The data —
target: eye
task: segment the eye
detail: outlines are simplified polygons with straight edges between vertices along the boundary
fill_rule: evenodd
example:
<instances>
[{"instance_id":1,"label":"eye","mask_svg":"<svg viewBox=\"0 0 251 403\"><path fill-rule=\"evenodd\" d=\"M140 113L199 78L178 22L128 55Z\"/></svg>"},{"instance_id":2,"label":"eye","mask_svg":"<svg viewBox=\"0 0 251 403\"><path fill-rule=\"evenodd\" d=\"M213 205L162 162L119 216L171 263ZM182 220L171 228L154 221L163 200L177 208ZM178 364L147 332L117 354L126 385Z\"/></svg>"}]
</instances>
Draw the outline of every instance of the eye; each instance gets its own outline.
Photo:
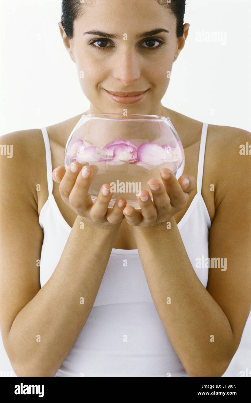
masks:
<instances>
[{"instance_id":1,"label":"eye","mask_svg":"<svg viewBox=\"0 0 251 403\"><path fill-rule=\"evenodd\" d=\"M159 38L152 38L150 39L146 39L145 41L143 42L143 43L145 42L146 43L148 42L158 42L159 45L157 46L150 46L148 48L148 46L143 46L143 48L146 48L150 49L155 49L156 48L161 48L161 46L164 44L164 42Z\"/></svg>"},{"instance_id":2,"label":"eye","mask_svg":"<svg viewBox=\"0 0 251 403\"><path fill-rule=\"evenodd\" d=\"M150 38L145 39L142 44L145 43L149 43L150 42L158 42L158 45L157 46L142 46L142 47L144 48L145 49L149 49L150 50L155 50L159 49L161 48L163 45L165 44L165 42L162 39L160 39L160 38ZM96 42L99 43L99 45L98 46L96 46L94 44ZM105 46L102 46L101 43L103 42L103 44L104 44L104 42L105 42ZM107 44L109 44L110 46L106 46L105 43ZM90 42L88 45L90 45L92 46L93 48L95 48L96 49L99 50L101 50L102 49L107 48L114 48L115 46L113 46L112 44L110 42L110 41L108 39L106 39L105 38L101 38L99 39L94 39L91 42Z\"/></svg>"}]
</instances>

What needs to be done — Rewrite each line of the records above as a numbered list, skipping any blank lines. Leave the pictures out of your list.

Solution for this exercise —
1. target: eye
2. task: segment the eye
3. detail: outlines are simplified polygons with straight edges between vertices along the boundary
4. fill_rule: evenodd
5. example:
6. <instances>
7. [{"instance_id":1,"label":"eye","mask_svg":"<svg viewBox=\"0 0 251 403\"><path fill-rule=\"evenodd\" d=\"M140 113L199 78L178 22L128 55Z\"/></svg>"},{"instance_id":2,"label":"eye","mask_svg":"<svg viewBox=\"0 0 251 403\"><path fill-rule=\"evenodd\" d=\"M213 205L162 162L119 216L171 263ZM182 220L171 228L154 221L163 200L177 208ZM178 364L147 332L117 354L126 385Z\"/></svg>"}]
8. </instances>
9. Draw the outline of every instance of the eye; each instance gets its own outline.
10. Photo:
11. masks:
12. <instances>
13. [{"instance_id":1,"label":"eye","mask_svg":"<svg viewBox=\"0 0 251 403\"><path fill-rule=\"evenodd\" d=\"M159 38L152 38L150 39L146 39L145 41L143 42L143 43L145 42L146 43L148 42L158 42L159 45L157 46L150 46L148 48L148 46L143 46L143 48L146 48L150 49L155 49L156 48L161 48L161 46L164 44L164 42Z\"/></svg>"},{"instance_id":2,"label":"eye","mask_svg":"<svg viewBox=\"0 0 251 403\"><path fill-rule=\"evenodd\" d=\"M150 38L145 39L142 44L145 43L149 43L150 42L158 42L158 45L157 46L142 46L142 47L144 48L145 49L149 49L150 50L155 50L159 49L161 48L163 45L165 44L165 42L162 39L160 39L160 38ZM96 42L99 43L99 45L98 46L96 46L94 44ZM105 46L102 46L101 43L103 42L103 44L104 44L104 42L105 42ZM107 44L109 44L110 46L106 46L105 43ZM90 42L88 45L90 45L92 46L93 48L95 48L96 49L99 50L101 50L102 49L107 48L114 48L115 46L113 46L112 44L110 42L110 41L108 39L106 39L105 38L101 38L99 39L94 39L91 42Z\"/></svg>"}]
14. </instances>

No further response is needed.